-- ARTICLE start --

# Training July 4th with my malinois female



## Timothy Stacy (Jan 29, 2009)

Training July 4th with my malinois female.
http://www.youtube.com/watch?v=OaKAE2klhYY


----------



## Chris Michalek (Feb 13, 2008)

interesting color on the dog. I like it!

Are you aware of all the body language you give? look at you hand at 1:52 that kind of stuff is all over the video. You can however, get away with head turns but you're not using them.

At 2:14 is your reward for the dog the game or the ball? 

In general, it looks like you're moving along a little faster than you should be. Slow down and work on some of those turns as a single event to tighten them up and your dog won't look so sloppy in the heeling.


----------



## Timothy Stacy (Jan 29, 2009)

Chris Michalek said:


> interesting color on the dog. I like it!
> 
> Are you aware of all the body language you give? look at you hand at 1:52 that kind of stuff is all over the video. You can however, get away with head turns but you're not using them.
> 
> ...


The title of the video is training but thanks for the pointers Chris. I'll try and brush up on it. Yes it was fast but that was the intent. Perhaps a over exaggeration for preparing for a event. So if I slow down, what do you suppose would happen?


----------



## Chris Michalek (Feb 13, 2008)

Timothy Stacy said:


> The title of the video is training but thanks for the pointers Chris. I'll try and brush up on it. Yes it was fast but that was the intent. Perhaps a over exaggeration for preparing for a event. So if I slow down, what do you suppose would happen?




I'm sorry, great looking video all clubs should have such a vidographer!!! \\/


----------



## Timothy Stacy (Jan 29, 2009)

We could use a guy like you!!!


----------



## Jeff Oehlsen (Apr 7, 2006)

Wow, that died out fast. I would like to see what she looks like at normal speed, or slower to see if she forges, or becomes distracted. I don't think it would happen, but fast movement on the handlers part tends to keep the dog focused.

-- ARTICLE end --

**WHAT YOU WILL DO**. Write out the part of the Malinois training thread starting with "At 2:14 is your" and going on through "in the heeling.", substituting "loose" for "sloppy".

-- SUPPLIED MATERIAL start --

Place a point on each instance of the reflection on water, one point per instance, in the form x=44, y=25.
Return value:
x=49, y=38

-- SUPPLIED MATERIAL end --

**ANSWER TO THE PROBLEM**.
At 2:14 is your reward for the dog the game or the ball? 

In general, it looks like you're moving along a little faster than you should be. Slow down and work on some of those turns as a single event to tighten them up and your dog won't look so loose in the heeling.